## CHALLENGE
Put each line of the data below into a numbered list, omitting the blank lines. Leave the pictures out of your answer.
Begin ENTRIES SHOWN
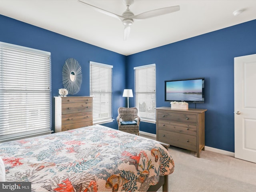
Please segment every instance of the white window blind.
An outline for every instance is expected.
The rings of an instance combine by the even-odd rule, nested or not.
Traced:
[[[50,53],[0,42],[0,141],[50,130]]]
[[[90,63],[90,94],[93,97],[93,123],[113,121],[112,65]]]
[[[156,65],[134,68],[135,106],[142,121],[156,122]]]

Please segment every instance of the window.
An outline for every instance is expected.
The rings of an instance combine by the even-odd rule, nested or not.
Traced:
[[[50,53],[0,42],[0,141],[50,132]]]
[[[142,121],[156,122],[156,64],[134,68],[135,106]]]
[[[113,121],[112,68],[111,65],[90,62],[90,94],[93,97],[94,124]]]

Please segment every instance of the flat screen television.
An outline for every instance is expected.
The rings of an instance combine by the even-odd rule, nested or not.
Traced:
[[[204,103],[204,78],[164,81],[164,100]]]

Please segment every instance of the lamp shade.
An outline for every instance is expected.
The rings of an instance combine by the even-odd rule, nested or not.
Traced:
[[[132,90],[124,89],[124,93],[123,93],[123,97],[133,97],[133,94],[132,94]]]

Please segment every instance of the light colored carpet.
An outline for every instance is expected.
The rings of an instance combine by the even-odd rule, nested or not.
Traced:
[[[171,146],[175,170],[172,192],[256,192],[256,164],[209,151],[196,153]]]
[[[207,150],[201,152],[200,158],[172,146],[169,152],[175,164],[169,176],[170,192],[256,192],[255,163]]]

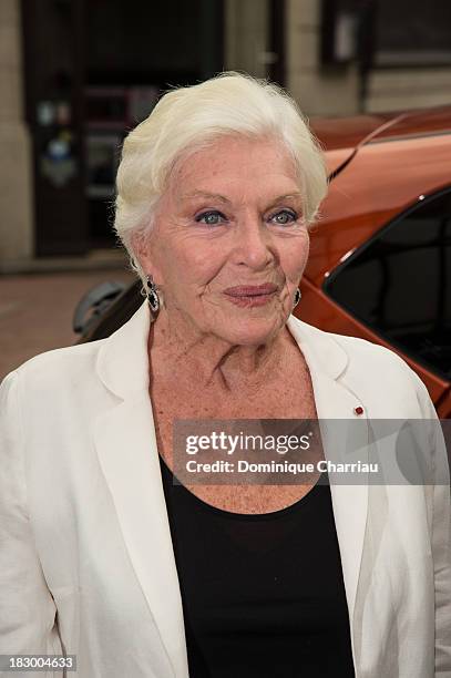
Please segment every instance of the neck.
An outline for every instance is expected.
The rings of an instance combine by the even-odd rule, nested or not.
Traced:
[[[151,325],[148,351],[163,377],[173,376],[177,366],[177,380],[187,378],[197,388],[243,392],[270,383],[283,368],[287,343],[293,338],[283,328],[258,345],[234,345],[161,309]]]

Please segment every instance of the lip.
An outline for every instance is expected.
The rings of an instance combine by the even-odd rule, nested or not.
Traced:
[[[236,298],[262,297],[273,295],[277,291],[277,285],[265,282],[264,285],[240,285],[237,287],[228,287],[224,290],[225,295]]]

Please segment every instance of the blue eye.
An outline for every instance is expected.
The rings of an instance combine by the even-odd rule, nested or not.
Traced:
[[[217,212],[216,209],[211,209],[209,212],[203,212],[196,216],[196,222],[206,224],[207,226],[217,226],[222,222],[218,220],[218,217],[225,220],[225,216]],[[205,220],[204,220],[205,219]]]
[[[275,223],[279,226],[286,226],[287,224],[293,224],[294,222],[296,222],[298,215],[296,214],[296,212],[291,212],[290,209],[281,209],[271,218],[277,219]]]

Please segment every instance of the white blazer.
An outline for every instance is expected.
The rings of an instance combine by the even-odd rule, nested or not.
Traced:
[[[188,677],[148,328],[144,300],[107,339],[37,356],[0,387],[0,654],[76,655],[69,677]],[[288,328],[319,419],[437,418],[394,352]],[[357,678],[450,678],[450,487],[330,490]]]

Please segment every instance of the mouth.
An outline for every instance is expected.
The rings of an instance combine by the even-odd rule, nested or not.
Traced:
[[[264,285],[242,285],[228,287],[224,290],[226,297],[236,306],[263,306],[268,304],[277,292],[277,285],[265,282]]]

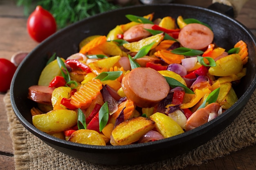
End ENTRIES SHOWN
## WORKED SOLUTION
1. Please segment every instance of the white window blind.
2. An outline for every instance is expected.
3. The rings of an instance combine by the even-odd rule, nested or not.
4. Traced:
5. [[[50,53],[0,42],[0,141],[50,130]]]
6. [[[90,63],[90,94],[93,97],[93,123],[113,121],[112,65]]]
7. [[[156,65],[134,68],[135,106],[142,121],[156,122]]]
8. Please segment every instance of the window.
9. An outline for every instance is expected.
10. The rings of an instance combine by the even-odd rule, nested or not.
11. Traced:
12. [[[50,53],[0,42],[0,141],[50,132]]]
13. [[[142,121],[156,122],[156,64],[134,68],[135,106]]]
14. [[[113,121],[112,68],[111,65],[90,62],[90,94],[93,97],[94,124]]]
15. Please segment every instance of the flat screen television.
16. An outline for every instance is expected.
17. The rings of an instance combine by the even-odd rule, nested or not.
18. Traced:
19. [[[204,103],[204,78],[164,81],[164,100]]]
20. Please segment every instance of the lamp shade.
21. An outline for every instance is expected.
22. The rings of an instance combine by the even-odd rule, nested or not.
23. Traced:
24. [[[132,90],[124,89],[124,93],[123,93],[123,97],[133,97],[133,94],[132,94]]]
25. Please segment every instance of the light colored carpet.
26. An outline for every instance is expected.
27. The rings of an instance combine by the even-odd rule, nested or not.
28. Traced:
29. [[[171,146],[175,170],[172,192],[256,192],[256,164],[209,151],[196,153]]]
30. [[[207,150],[201,152],[200,158],[172,146],[169,152],[175,164],[169,176],[170,192],[256,192],[255,163]]]
31. Please segment every instance of the neck.
32. An outline for every instance is expected.
33. The rings of an instance combine by the even-odd rule, nested or not.
34. Traced:
35. [[[151,325],[148,351],[163,377],[173,376],[177,366],[177,380],[187,378],[197,388],[243,392],[270,383],[283,368],[287,343],[293,338],[283,328],[258,345],[234,345],[161,309]]]
36. Please segment every instance of the lip.
37. An outline for every instance is expected.
38. The rings of an instance combine by the even-odd rule, nested or not.
39. Traced:
40. [[[236,298],[262,297],[273,295],[277,291],[277,285],[265,282],[264,285],[240,285],[237,287],[228,287],[224,290],[225,295]]]
41. Please segment every instance of the blue eye.
42. An outline for every instance is expected.
43. The rings of an instance combine by the even-odd rule, nested or not.
44. Traced:
45. [[[217,212],[216,209],[211,209],[209,212],[203,212],[196,216],[196,222],[206,224],[207,226],[217,226],[222,222],[218,220],[218,217],[225,220],[225,216]],[[205,220],[204,220],[205,219]]]
46. [[[275,223],[279,226],[286,226],[287,224],[293,224],[294,222],[296,222],[298,215],[296,214],[296,212],[291,212],[290,209],[281,209],[271,218],[277,219]]]
47. Please segment every instance of the white blazer.
48. An outline for every instance is expected.
49. The rings of an instance combine by the even-odd rule, nested or not.
50. Traced:
51. [[[188,677],[148,328],[144,300],[107,339],[37,356],[0,387],[0,654],[76,655],[69,677]],[[288,328],[319,419],[437,418],[394,352]],[[357,678],[450,678],[450,487],[330,490]]]
52. Please segment every instance of the mouth.
53. An outline for every instance is expected.
54. The rings of an instance combine by the even-odd rule, nested or not.
55. Traced:
56. [[[264,285],[242,285],[228,287],[224,290],[226,297],[236,306],[263,306],[268,304],[277,292],[277,285],[265,282]]]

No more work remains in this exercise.